··· Materials provided

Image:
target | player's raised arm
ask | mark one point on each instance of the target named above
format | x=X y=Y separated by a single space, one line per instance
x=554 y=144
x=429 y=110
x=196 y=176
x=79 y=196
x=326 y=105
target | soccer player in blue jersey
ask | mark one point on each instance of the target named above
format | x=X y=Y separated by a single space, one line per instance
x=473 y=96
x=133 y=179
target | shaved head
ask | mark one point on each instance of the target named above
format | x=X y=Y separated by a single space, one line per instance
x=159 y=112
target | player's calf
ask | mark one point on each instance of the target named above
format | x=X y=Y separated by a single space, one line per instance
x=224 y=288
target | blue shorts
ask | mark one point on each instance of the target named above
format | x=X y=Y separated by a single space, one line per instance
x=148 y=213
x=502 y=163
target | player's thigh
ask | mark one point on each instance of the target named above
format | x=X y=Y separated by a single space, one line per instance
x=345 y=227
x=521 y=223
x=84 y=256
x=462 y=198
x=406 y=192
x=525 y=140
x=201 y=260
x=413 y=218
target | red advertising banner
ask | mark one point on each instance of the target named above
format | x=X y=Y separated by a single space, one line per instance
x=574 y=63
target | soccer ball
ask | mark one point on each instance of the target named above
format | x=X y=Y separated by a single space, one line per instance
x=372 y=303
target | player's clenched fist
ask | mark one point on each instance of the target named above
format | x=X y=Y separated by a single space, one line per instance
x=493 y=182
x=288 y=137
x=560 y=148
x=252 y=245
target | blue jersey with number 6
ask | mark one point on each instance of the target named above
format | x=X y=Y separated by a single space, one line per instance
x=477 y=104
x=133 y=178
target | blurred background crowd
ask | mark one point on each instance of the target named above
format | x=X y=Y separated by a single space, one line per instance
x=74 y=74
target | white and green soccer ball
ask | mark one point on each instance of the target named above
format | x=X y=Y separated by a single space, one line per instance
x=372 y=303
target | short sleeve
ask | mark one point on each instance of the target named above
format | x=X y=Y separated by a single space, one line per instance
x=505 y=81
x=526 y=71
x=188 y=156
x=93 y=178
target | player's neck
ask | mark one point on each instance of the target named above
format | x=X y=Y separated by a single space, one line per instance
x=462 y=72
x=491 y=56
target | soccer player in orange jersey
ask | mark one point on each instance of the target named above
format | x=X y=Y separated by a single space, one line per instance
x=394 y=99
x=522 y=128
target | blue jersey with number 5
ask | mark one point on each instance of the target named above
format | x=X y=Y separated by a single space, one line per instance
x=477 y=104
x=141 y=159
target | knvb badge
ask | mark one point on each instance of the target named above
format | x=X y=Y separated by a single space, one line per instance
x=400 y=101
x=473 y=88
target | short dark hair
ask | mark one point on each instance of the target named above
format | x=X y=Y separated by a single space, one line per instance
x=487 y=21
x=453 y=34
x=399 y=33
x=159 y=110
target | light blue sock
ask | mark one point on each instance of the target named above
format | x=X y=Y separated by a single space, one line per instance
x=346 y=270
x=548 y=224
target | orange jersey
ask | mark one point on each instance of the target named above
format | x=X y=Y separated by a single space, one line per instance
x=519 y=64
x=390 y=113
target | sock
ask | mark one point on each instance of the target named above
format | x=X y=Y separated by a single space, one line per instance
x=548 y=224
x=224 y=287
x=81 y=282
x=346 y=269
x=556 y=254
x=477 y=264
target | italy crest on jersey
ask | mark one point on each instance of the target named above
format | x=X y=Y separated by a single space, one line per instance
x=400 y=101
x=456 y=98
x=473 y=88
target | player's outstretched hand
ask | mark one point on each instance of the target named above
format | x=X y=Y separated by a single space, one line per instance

······

Recast the lines above as a JSON list of strings, one string per line, omitting any blank lines.

[
  "Image:",
  "target | player's raised arm",
  "ask | mark one point on each instance of the target named above",
  "format | x=X y=Y separated by a single space, one line per instance",
  "x=554 y=144",
  "x=429 y=110",
  "x=196 y=176",
  "x=79 y=196",
  "x=326 y=105",
  "target | soccer player in blue jersey",
  "ask | mark one point on each instance of the target named above",
  "format | x=X y=Y separated by a single space, one line per instance",
  "x=473 y=96",
  "x=133 y=179",
  "target | shaved head",
  "ask | mark one point on each instance of the target named above",
  "format | x=X y=Y separated by a single space, one line per instance",
  "x=159 y=112",
  "target | player's calf",
  "ask | mark one point on each instance of the target named above",
  "format | x=X y=Y separated by a single space, one line per instance",
  "x=224 y=288",
  "target | blue shorts",
  "ask | mark one point on each instance of the target named above",
  "format | x=X y=Y separated by a single space, one line per instance",
  "x=148 y=213",
  "x=502 y=163",
  "target | player's thigh",
  "ask | mark one point on each instance of the target named above",
  "format | x=X y=Y separated by a single space, one line per instance",
  "x=345 y=227",
  "x=521 y=223",
  "x=84 y=256",
  "x=462 y=198",
  "x=406 y=192",
  "x=525 y=140",
  "x=201 y=260",
  "x=413 y=218",
  "target | red advertising banner",
  "ask | mark one point on each instance of the target named above",
  "format | x=X y=Y separated by a single space, one line per instance",
  "x=574 y=63",
  "target | soccer ball",
  "ask | mark one point on each instance of the target named above",
  "format | x=X y=Y separated by a single space, one line per instance",
  "x=372 y=303",
  "target | player's clenched fist",
  "ask | mark one point on each instance of the target named above",
  "format | x=X y=Y separated by a single space, one line per instance",
  "x=493 y=182",
  "x=288 y=137",
  "x=560 y=148",
  "x=252 y=245",
  "target | blue jersey with number 6",
  "ask | mark one point on each instance of the target named above",
  "format | x=X y=Y separated by a single space, one line per instance",
  "x=477 y=104",
  "x=133 y=178",
  "target | blurred background crowd",
  "ask | mark one point on each instance of the target named above",
  "format | x=X y=Y separated by a single space, one line per instance",
  "x=74 y=74",
  "target | white and green soccer ball",
  "ask | mark one point on each instance of the target named above",
  "format | x=X y=Y separated by a single space, one line per instance",
  "x=372 y=303",
  "target | short sleeve",
  "ask | mark one point on each instance of the target named above",
  "format | x=X y=Y separated by a single space, one line per instance",
  "x=505 y=81",
  "x=526 y=71",
  "x=188 y=156",
  "x=93 y=178",
  "target | player's neck",
  "ask | mark one point on each instance of the target named above",
  "format | x=X y=Y separated by a single space, one line per instance",
  "x=462 y=72",
  "x=491 y=56",
  "target | soccer player in orange jersey",
  "ask | mark one point on each instance of the target named above",
  "format | x=X y=Y separated by a single space, one line per instance",
  "x=394 y=99",
  "x=522 y=128",
  "target | blue jersey with number 5",
  "ask | mark one point on each instance of the target named above",
  "format | x=X y=Y separated by a single space, one line per instance",
  "x=477 y=104",
  "x=141 y=159",
  "target | knvb badge",
  "ask | mark one point on each instance of the target named above",
  "format | x=X y=Y separated by a single space, one line per instance",
  "x=400 y=101",
  "x=473 y=88",
  "target | short dark hair",
  "ask | mark one point on each instance of the target named above",
  "format | x=X y=Y separated by a single space, one line per instance",
  "x=487 y=21",
  "x=453 y=34",
  "x=399 y=33",
  "x=159 y=110",
  "target | light blue sock",
  "ask | mark one point on each instance of the target named above",
  "format | x=X y=Y separated by a single space, one line per instance",
  "x=346 y=270",
  "x=548 y=224",
  "target | orange jersey",
  "ask | mark one point on each instance of the target named above",
  "format | x=X y=Y separated by a single space, one line per instance",
  "x=519 y=64",
  "x=390 y=113",
  "target | sock",
  "ask | mark one point on each instance of the target named above",
  "format | x=X y=Y separated by a single space, one line per instance",
  "x=548 y=224",
  "x=224 y=287",
  "x=81 y=282",
  "x=346 y=269",
  "x=556 y=254",
  "x=477 y=264",
  "target | italy crest on jersey",
  "ask | mark one point on each instance of the target named above",
  "format | x=X y=Y separated by a single space, one line per instance",
  "x=400 y=101",
  "x=456 y=98",
  "x=473 y=88",
  "target | player's outstretched hand",
  "ask | mark one point on each instance of the target named above",
  "format | x=X y=Y separated by a single space, one line per instance"
]